### Registros do exercício
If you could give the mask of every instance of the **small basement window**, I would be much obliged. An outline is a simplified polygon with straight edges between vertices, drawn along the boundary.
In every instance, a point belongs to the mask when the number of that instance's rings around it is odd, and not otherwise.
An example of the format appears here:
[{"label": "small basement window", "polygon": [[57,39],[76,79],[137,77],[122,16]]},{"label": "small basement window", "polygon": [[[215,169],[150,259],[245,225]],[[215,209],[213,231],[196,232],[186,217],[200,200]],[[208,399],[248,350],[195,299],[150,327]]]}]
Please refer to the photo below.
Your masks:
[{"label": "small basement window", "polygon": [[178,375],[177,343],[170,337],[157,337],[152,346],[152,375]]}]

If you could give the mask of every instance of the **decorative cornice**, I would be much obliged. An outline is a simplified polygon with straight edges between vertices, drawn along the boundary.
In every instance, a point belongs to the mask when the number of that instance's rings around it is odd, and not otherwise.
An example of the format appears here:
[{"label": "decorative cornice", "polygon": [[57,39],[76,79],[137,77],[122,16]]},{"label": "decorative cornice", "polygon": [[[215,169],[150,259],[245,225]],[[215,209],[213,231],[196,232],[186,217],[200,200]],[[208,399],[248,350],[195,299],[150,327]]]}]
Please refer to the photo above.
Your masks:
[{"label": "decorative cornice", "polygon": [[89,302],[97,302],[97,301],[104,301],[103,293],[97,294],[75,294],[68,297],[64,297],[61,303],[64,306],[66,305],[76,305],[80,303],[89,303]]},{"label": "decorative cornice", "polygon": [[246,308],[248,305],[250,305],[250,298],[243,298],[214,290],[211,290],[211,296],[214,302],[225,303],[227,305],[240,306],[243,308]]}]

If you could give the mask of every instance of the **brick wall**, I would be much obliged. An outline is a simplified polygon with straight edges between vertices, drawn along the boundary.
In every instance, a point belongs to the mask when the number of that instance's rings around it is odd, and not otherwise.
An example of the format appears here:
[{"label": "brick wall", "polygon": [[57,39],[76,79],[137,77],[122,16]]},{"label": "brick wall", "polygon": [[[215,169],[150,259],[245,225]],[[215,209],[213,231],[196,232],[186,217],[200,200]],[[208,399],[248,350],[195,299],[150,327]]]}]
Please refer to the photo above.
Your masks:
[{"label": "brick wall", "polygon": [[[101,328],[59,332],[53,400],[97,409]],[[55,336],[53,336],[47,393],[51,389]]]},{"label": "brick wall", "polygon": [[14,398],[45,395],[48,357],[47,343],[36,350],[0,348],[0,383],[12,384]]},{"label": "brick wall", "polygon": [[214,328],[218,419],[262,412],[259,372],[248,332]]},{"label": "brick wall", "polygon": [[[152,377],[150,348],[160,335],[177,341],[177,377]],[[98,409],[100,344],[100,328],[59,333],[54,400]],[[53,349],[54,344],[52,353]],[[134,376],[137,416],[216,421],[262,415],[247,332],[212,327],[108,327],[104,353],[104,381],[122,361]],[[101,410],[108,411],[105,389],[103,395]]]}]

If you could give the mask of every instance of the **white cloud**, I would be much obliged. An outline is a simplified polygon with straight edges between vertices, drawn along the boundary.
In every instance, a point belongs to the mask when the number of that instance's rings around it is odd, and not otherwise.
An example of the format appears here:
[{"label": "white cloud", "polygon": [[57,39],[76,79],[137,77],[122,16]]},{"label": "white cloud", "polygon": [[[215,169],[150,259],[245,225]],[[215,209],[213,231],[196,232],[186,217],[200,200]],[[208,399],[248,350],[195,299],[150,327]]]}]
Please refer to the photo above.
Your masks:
######
_Detalhes da tarefa:_
Por favor, reescreva todas as linhas dos registros acima em forma de lista numerada, omitindo as linhas em branco.

_Resposta esperada:_
1. If you could give the mask of every instance of the **small basement window**, I would be much obliged. An outline is a simplified polygon with straight edges between vertices, drawn along the boundary.
2. In every instance, a point belongs to the mask when the number of that instance's rings around it is odd, and not otherwise.
3. An example of the format appears here:
4. [{"label": "small basement window", "polygon": [[57,39],[76,79],[137,77],[122,16]]},{"label": "small basement window", "polygon": [[[215,169],[150,259],[245,225]],[[215,209],[213,231],[196,232],[186,217],[200,200]],[[208,399],[248,350],[195,299],[150,327]]]}]
5. Please refer to the photo below.
6. Your masks:
7. [{"label": "small basement window", "polygon": [[178,375],[177,343],[170,337],[157,337],[152,346],[152,375]]}]
8. If you could give the mask of every instance of the **decorative cornice**, I would be much obliged. An outline is a simplified polygon with straight edges between vertices, drawn along the boundary.
9. In every instance, a point belongs to the mask when the number of that instance's rings around it is odd, and not otherwise.
10. An example of the format appears here:
11. [{"label": "decorative cornice", "polygon": [[57,39],[76,79],[137,77],[122,16]]},{"label": "decorative cornice", "polygon": [[[215,169],[150,259],[245,225]],[[215,209],[213,231],[196,232],[186,217],[200,200]],[[208,399],[248,350],[195,299],[150,327]]]}]
12. Please refer to the photo above.
13. Your masks:
14. [{"label": "decorative cornice", "polygon": [[89,302],[97,302],[97,301],[104,301],[103,293],[97,294],[75,294],[68,297],[64,297],[61,303],[64,306],[66,305],[76,305],[80,303],[89,303]]},{"label": "decorative cornice", "polygon": [[246,308],[248,305],[250,305],[250,298],[243,298],[214,290],[211,290],[211,296],[214,302],[225,303],[227,305],[240,306],[243,308]]}]
15. If you could give the mask of every instance of the **brick wall**, I would be much obliged. An outline is a simplified polygon with straight edges between vertices, drawn along the boundary.
16. In every instance, a point belongs to the mask when the number of that instance's rings around it is odd, and not otherwise.
17. An example of the format appears here:
18. [{"label": "brick wall", "polygon": [[57,39],[76,79],[137,77],[122,16]]},{"label": "brick wall", "polygon": [[[215,169],[150,259],[245,225]],[[215,209],[213,231],[196,232],[186,217],[200,200]],[[208,399],[248,350],[195,299],[150,327]]]}]
19. Please refer to the photo above.
20. Your masks:
21. [{"label": "brick wall", "polygon": [[[101,328],[59,332],[53,400],[97,409]],[[55,336],[53,336],[47,393],[51,389]]]},{"label": "brick wall", "polygon": [[14,398],[45,395],[48,357],[47,343],[36,350],[0,348],[0,383],[12,384]]},{"label": "brick wall", "polygon": [[214,328],[218,419],[262,412],[259,372],[248,332]]},{"label": "brick wall", "polygon": [[[152,377],[150,348],[160,335],[177,341],[177,377]],[[98,409],[100,344],[100,328],[59,333],[54,400]],[[53,349],[54,344],[52,353]],[[134,376],[137,416],[216,421],[262,415],[247,332],[212,327],[108,327],[104,353],[104,381],[122,361]],[[101,410],[108,411],[105,389],[103,395]]]}]
22. If you could give the mask of every instance of the **white cloud**, I would be much obliged. An outline is a simplified polygon with straight edges between vertices, drawn along the boundary.
23. In every instance, a point belongs to the mask when the number of that instance's rings around it is odd, and not otherwise.
24. An example of the format appears here:
25. [{"label": "white cloud", "polygon": [[57,39],[76,79],[137,77],[122,16]]},{"label": "white cloud", "polygon": [[[215,169],[150,259],[245,225]],[[215,209],[213,231],[196,232],[186,217],[200,200]],[[208,399],[248,350],[195,299],[150,327]]]}]
26. Please refer to the photo above.
27. Your masks:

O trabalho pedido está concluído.